BEGIN MATERIAL SUPPLIED
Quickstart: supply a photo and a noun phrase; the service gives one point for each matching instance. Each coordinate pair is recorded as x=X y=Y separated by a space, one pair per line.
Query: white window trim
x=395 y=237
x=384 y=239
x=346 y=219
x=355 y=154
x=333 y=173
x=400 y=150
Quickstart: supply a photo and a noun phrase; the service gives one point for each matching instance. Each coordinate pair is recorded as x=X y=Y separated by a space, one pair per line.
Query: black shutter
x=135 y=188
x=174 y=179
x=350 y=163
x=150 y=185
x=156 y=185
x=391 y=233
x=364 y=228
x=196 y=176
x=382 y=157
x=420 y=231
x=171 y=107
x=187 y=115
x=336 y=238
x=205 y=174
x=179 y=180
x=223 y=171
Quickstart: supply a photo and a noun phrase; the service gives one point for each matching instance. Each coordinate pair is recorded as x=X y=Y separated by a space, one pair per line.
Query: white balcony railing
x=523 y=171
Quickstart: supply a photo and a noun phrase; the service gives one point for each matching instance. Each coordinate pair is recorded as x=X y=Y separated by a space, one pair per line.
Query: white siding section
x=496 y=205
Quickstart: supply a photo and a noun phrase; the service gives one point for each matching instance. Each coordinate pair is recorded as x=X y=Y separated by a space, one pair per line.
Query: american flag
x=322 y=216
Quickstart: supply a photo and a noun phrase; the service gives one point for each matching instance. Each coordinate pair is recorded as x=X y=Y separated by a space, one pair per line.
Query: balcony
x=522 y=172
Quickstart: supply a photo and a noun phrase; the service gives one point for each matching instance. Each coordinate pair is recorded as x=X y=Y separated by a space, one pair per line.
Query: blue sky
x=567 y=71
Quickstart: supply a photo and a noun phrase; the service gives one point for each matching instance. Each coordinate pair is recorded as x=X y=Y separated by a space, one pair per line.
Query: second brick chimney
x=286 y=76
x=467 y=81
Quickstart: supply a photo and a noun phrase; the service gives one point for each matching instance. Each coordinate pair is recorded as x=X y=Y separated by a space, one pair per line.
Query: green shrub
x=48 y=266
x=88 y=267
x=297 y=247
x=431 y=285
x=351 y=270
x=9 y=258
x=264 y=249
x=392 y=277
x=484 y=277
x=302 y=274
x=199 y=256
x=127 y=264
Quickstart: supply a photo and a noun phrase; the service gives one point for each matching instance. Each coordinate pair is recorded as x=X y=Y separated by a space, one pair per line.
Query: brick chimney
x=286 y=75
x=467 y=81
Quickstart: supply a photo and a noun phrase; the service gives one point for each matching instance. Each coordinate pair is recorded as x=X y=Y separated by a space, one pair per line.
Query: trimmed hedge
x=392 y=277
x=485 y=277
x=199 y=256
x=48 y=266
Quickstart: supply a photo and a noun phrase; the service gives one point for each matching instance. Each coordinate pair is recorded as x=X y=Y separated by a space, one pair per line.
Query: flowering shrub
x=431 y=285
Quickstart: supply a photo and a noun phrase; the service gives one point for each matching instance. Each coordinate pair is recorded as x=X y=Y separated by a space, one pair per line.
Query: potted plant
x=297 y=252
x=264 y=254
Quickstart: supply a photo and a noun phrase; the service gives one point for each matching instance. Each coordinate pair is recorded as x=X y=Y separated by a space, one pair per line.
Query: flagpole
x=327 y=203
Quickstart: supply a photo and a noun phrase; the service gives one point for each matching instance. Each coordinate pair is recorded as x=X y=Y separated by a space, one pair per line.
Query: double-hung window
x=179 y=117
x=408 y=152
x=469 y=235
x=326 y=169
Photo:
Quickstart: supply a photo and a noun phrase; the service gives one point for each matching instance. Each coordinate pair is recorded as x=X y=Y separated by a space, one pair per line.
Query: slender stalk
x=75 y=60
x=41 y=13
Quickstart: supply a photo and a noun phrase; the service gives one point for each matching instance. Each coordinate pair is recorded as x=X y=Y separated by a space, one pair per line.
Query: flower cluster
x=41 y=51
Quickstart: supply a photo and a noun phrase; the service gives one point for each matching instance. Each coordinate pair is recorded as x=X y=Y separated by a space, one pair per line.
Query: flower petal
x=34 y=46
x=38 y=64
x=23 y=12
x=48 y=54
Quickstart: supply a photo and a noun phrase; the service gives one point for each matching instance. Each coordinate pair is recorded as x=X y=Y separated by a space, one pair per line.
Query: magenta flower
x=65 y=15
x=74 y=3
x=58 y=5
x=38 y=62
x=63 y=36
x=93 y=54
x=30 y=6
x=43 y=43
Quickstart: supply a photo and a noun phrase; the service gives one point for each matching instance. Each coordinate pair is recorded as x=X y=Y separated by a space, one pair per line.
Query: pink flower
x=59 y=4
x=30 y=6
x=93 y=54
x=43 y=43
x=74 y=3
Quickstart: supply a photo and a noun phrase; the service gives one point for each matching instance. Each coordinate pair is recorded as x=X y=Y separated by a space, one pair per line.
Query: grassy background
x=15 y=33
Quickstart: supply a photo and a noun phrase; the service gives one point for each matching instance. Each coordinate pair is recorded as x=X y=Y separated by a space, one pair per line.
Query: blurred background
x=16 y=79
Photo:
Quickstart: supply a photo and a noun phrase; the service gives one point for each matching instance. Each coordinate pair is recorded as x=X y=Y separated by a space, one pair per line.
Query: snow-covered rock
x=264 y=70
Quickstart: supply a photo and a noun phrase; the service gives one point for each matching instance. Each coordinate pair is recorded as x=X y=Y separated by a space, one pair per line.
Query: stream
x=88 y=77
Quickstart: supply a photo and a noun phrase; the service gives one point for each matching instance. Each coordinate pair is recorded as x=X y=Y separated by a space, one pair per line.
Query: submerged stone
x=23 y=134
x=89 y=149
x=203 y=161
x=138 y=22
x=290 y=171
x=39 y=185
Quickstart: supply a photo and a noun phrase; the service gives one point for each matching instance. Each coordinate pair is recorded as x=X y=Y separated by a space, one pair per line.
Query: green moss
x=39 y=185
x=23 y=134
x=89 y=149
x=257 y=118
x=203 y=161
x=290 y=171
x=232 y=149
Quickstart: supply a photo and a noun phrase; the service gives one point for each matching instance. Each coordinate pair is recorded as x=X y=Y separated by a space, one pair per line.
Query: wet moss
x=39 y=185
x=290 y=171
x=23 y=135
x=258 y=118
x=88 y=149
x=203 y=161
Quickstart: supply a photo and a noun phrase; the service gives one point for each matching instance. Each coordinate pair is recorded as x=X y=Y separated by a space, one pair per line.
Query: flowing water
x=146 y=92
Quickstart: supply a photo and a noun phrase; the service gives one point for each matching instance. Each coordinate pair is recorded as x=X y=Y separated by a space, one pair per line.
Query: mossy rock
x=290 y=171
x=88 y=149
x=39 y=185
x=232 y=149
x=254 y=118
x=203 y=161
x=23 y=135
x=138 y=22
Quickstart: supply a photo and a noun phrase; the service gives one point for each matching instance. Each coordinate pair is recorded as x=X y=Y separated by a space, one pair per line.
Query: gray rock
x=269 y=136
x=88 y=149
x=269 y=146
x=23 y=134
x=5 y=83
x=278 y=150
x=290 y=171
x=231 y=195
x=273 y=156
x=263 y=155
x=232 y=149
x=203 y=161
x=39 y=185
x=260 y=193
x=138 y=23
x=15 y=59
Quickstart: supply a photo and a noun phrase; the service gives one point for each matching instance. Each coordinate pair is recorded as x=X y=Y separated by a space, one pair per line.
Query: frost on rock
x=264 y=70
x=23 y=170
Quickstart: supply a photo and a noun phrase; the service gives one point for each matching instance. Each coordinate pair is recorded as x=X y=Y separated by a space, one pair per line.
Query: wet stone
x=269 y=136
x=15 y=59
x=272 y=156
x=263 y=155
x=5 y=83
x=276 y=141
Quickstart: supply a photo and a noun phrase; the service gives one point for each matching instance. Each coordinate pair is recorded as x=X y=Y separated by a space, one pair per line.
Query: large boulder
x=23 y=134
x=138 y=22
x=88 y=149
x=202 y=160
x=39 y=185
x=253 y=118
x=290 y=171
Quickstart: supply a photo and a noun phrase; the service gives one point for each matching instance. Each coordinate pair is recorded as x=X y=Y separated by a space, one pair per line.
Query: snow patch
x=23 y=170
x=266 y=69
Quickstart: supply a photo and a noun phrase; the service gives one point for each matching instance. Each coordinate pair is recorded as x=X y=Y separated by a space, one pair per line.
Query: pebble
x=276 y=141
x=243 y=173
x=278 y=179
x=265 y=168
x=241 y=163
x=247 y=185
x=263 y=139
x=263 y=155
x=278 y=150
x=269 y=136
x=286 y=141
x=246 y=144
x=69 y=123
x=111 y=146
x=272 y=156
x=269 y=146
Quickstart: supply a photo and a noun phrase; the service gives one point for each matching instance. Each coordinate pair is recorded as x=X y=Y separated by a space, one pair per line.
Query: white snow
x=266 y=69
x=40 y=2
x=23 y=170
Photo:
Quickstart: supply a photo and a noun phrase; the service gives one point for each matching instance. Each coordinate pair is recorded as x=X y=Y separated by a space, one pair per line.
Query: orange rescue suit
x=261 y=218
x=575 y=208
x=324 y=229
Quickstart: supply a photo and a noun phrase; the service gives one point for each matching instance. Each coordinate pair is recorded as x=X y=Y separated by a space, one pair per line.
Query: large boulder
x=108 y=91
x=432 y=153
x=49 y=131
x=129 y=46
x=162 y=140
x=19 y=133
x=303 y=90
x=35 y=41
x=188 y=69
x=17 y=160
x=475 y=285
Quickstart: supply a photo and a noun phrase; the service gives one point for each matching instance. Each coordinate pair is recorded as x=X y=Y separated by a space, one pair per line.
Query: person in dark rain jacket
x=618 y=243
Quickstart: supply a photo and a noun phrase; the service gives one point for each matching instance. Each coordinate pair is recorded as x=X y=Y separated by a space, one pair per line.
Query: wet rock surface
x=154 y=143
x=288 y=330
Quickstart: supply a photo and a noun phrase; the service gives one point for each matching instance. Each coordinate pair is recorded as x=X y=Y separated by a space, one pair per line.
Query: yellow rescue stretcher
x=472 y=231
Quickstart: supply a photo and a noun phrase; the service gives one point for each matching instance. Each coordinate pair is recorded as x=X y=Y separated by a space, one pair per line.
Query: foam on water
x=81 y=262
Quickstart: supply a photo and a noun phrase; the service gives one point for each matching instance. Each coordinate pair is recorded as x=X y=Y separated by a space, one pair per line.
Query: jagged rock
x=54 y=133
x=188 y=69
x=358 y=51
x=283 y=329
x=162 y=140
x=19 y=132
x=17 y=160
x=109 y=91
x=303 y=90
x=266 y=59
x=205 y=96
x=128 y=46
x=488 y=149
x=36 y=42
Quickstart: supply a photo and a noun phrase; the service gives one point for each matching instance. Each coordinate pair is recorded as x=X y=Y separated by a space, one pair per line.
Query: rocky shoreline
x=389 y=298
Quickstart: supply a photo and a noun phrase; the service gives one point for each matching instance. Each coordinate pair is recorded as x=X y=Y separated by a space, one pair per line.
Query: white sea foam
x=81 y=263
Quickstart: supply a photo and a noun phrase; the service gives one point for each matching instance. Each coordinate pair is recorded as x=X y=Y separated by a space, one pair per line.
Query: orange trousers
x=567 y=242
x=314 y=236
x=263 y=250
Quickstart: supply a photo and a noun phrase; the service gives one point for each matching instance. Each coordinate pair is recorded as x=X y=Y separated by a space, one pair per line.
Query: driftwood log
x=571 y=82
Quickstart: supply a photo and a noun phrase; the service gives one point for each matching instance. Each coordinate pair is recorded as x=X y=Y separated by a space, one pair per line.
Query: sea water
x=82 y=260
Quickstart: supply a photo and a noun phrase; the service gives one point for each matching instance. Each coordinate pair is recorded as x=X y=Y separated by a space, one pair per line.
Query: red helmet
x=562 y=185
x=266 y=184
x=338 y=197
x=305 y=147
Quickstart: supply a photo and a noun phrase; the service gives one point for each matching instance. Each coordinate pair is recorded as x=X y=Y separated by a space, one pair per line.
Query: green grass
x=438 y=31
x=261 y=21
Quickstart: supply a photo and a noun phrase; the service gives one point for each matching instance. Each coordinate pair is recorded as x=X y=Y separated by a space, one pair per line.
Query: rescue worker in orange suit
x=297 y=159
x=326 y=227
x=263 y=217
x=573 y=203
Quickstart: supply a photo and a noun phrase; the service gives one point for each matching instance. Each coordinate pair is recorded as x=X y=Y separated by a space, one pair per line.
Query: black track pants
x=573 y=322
END MATERIAL SUPPLIED
The line containing "Query: green grass" marks the start. Repeat it and every line after it to the end of the listing above, exactly.

Query: green grass
x=438 y=31
x=261 y=21
Quickstart: supply a photo and a noun phrase; the service gives one point for each matching instance. Each coordinate pair is recorded as x=X y=Y separated by a space, one pair per line.
Query: rescue worker in orange suit
x=297 y=159
x=326 y=227
x=263 y=217
x=573 y=203
Quickstart: supply a photo and a noun phrase; the service gives one point for each matching instance. Each coordinate pair is recorded as x=X y=Y separated by a space, one pair per line.
Query: black track pants
x=573 y=322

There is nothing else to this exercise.